Your goal: Quote the lines from the line holding "[spot] the yellow facade" to the very end of the listing, exactly, and no others.

Data to process:
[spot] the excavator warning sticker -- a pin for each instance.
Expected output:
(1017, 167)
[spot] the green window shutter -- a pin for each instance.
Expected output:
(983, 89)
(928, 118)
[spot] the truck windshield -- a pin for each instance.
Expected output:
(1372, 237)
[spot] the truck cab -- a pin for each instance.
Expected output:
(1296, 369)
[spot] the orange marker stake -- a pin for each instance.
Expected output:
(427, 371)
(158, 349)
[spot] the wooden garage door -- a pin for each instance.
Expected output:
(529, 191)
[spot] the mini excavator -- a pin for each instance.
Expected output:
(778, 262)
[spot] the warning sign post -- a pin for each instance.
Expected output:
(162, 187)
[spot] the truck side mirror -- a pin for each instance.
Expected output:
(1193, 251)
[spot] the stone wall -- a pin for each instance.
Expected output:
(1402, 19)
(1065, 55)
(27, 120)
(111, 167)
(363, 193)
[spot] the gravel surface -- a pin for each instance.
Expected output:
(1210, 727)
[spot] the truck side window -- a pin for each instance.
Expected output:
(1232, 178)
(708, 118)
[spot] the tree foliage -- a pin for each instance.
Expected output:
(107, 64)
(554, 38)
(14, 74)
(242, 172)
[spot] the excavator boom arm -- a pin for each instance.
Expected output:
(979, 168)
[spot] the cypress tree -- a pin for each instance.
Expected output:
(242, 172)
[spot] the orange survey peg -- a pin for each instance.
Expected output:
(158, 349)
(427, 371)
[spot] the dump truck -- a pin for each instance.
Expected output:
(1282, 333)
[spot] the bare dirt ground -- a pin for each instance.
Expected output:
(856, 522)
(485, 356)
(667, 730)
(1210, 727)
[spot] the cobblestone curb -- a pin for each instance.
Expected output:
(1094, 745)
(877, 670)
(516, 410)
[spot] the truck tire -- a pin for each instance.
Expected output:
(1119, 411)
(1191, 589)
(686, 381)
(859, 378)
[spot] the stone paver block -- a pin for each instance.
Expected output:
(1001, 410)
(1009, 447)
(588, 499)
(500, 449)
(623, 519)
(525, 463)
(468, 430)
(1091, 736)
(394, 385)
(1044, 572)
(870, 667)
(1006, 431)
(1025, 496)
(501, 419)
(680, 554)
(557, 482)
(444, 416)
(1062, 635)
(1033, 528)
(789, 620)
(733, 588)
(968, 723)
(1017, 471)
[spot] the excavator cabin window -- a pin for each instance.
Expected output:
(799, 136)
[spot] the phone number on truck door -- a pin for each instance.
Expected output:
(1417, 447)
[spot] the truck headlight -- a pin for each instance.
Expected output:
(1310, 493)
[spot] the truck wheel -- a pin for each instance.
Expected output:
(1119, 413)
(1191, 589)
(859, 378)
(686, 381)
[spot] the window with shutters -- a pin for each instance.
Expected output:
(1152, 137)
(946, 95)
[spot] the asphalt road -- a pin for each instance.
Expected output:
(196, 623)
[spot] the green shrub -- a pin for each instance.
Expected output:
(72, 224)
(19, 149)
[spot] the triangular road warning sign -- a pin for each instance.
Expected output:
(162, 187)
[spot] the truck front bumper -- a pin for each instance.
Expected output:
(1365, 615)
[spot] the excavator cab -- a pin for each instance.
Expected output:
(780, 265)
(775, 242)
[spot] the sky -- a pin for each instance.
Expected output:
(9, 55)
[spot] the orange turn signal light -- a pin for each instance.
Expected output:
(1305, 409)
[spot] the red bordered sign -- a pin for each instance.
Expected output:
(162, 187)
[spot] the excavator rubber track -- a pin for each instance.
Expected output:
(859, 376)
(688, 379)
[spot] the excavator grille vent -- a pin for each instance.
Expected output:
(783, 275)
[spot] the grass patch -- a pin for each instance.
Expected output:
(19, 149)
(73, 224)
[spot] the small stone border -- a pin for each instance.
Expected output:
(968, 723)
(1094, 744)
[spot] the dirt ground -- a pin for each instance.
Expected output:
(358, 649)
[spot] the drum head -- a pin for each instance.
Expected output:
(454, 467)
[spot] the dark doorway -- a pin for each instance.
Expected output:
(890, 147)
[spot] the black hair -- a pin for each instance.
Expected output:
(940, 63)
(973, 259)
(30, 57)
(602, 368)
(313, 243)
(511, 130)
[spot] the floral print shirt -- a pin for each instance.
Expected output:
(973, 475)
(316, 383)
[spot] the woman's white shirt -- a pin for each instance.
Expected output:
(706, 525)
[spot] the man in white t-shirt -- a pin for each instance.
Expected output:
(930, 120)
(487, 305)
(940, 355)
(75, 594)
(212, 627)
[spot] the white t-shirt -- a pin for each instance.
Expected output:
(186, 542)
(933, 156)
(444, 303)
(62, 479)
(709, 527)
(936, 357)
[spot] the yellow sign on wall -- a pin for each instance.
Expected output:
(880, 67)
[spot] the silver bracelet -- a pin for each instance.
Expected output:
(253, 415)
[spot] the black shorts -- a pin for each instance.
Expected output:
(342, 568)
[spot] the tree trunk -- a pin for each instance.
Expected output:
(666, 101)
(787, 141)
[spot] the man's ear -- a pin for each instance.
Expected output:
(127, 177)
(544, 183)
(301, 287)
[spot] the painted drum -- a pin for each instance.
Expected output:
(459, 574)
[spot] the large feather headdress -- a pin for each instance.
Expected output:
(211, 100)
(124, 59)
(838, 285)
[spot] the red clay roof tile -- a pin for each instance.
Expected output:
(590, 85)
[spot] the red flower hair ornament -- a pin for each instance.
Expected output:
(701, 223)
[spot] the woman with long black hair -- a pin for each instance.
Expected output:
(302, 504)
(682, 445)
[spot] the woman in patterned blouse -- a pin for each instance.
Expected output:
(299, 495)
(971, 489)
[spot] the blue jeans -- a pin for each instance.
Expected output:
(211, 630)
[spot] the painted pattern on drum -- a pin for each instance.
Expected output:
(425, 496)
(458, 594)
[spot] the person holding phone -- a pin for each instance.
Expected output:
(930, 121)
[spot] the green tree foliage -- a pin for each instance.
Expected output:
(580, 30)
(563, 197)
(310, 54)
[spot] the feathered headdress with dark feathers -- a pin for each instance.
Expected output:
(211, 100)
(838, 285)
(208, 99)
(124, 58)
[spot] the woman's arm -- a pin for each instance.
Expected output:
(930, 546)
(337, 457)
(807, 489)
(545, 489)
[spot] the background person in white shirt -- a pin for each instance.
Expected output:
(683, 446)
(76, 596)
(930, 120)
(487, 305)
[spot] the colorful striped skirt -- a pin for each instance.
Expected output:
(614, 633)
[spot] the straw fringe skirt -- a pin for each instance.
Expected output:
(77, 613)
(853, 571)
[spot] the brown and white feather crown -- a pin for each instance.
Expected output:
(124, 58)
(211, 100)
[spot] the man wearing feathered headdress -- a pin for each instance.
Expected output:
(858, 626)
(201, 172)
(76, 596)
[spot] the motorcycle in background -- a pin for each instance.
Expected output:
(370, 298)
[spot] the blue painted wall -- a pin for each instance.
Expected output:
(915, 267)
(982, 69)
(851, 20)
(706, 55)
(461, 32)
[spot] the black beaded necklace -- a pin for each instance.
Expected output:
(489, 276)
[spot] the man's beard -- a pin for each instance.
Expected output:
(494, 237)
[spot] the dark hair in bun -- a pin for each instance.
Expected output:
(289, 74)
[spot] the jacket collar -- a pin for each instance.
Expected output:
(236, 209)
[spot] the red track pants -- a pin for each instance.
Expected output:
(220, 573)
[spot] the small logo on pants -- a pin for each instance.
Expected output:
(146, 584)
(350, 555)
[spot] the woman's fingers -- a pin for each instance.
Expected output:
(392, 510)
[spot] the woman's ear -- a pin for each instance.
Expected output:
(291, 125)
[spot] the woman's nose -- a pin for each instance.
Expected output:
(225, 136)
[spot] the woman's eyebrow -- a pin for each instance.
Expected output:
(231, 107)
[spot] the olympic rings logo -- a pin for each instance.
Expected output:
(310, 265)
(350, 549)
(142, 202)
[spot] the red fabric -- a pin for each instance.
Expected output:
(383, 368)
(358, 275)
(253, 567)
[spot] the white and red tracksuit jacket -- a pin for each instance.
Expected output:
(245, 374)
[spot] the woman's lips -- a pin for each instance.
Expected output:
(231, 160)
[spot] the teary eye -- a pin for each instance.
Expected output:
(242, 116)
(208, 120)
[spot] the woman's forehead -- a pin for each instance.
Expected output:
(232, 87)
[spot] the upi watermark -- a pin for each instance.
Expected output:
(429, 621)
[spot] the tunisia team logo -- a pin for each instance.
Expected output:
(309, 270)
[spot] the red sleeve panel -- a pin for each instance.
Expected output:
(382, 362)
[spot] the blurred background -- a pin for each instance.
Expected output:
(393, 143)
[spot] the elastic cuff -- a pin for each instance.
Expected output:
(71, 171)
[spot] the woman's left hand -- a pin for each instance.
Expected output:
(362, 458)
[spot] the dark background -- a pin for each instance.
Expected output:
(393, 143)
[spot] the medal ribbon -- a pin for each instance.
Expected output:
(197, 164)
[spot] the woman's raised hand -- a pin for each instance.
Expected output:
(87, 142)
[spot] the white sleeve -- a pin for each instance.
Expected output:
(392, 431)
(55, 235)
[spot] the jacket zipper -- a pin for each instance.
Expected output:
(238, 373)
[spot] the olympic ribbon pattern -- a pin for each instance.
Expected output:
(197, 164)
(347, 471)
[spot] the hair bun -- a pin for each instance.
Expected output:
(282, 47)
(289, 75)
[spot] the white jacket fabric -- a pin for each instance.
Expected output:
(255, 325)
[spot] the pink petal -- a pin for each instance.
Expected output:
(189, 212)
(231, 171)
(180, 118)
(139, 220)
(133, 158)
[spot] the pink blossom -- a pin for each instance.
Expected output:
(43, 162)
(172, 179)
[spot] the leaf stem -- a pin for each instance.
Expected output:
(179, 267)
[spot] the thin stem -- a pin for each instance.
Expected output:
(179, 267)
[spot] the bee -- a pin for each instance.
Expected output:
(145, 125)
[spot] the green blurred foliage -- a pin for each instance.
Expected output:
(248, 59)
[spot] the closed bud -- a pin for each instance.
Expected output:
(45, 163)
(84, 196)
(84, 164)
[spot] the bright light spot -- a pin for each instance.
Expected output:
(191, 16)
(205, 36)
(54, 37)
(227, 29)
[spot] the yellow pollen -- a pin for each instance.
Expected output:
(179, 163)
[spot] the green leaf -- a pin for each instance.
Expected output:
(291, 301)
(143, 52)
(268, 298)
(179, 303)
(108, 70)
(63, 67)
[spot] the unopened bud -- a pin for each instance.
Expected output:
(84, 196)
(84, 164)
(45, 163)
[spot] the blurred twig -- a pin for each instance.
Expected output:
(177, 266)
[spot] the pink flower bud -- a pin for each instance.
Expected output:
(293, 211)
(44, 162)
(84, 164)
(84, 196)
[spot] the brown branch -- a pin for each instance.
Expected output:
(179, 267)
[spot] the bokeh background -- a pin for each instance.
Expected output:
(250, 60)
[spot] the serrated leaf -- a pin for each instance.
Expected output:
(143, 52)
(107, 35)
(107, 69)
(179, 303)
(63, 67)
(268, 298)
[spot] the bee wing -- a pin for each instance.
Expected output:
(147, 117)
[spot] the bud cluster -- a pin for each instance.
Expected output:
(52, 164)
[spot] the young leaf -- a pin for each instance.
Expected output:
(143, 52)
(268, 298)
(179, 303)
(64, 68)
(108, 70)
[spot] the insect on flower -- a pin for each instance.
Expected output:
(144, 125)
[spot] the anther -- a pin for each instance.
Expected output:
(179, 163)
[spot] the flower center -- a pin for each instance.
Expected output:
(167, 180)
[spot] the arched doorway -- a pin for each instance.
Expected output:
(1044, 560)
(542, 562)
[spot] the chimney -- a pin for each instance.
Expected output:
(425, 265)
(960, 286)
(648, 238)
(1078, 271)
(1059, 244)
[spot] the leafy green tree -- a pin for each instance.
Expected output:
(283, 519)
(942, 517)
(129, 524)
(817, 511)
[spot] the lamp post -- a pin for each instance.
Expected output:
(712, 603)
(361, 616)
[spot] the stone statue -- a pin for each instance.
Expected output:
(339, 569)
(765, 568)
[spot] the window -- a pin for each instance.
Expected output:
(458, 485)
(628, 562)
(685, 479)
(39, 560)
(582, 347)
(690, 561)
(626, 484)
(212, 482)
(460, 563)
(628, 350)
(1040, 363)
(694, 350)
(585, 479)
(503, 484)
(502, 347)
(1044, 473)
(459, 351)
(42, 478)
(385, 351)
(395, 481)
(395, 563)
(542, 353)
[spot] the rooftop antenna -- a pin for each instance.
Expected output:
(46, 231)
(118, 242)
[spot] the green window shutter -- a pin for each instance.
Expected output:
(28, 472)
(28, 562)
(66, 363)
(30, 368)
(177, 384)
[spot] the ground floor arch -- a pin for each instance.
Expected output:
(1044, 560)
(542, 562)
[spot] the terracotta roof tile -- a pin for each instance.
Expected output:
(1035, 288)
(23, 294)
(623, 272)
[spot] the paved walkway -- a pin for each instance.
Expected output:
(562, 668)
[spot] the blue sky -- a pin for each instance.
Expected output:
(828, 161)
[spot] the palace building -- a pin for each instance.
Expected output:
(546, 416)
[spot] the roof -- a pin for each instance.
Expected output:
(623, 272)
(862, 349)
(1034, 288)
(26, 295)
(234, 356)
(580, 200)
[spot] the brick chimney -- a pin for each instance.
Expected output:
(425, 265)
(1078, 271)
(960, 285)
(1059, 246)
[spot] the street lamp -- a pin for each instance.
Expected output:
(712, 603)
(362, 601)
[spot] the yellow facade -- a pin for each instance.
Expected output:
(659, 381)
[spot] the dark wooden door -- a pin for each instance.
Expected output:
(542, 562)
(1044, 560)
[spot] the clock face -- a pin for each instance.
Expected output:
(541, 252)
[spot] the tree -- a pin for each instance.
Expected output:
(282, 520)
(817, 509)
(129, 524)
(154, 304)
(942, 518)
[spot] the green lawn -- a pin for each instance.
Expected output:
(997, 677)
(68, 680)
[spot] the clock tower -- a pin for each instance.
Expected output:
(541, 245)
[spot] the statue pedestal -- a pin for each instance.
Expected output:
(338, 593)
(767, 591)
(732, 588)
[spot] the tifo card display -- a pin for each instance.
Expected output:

Task output:
[spot] the yellow facade -- a pin for each instance.
Expected output:
(659, 381)
[spot] the dark wooden door -- a pin for each instance.
Expected output:
(542, 562)
(1044, 560)
[spot] the clock face -- a pin for each instance.
Expected output:
(541, 252)
[spot] the tree -- a pin for each instance.
Expected output:
(282, 520)
(817, 509)
(129, 524)
(154, 304)
(942, 518)
[spot] the green lawn -- a pin for each instance.
Expected output:
(997, 677)
(68, 680)
[spot] the clock tower -- a pin for each instance.
Expected output:
(541, 245)
[spot] the statue pedestal -- a pin for each instance.
Expected output:
(338, 593)
(767, 591)
(732, 588)
[spot] the tifo card display -- a pin for each instance.
Expected output:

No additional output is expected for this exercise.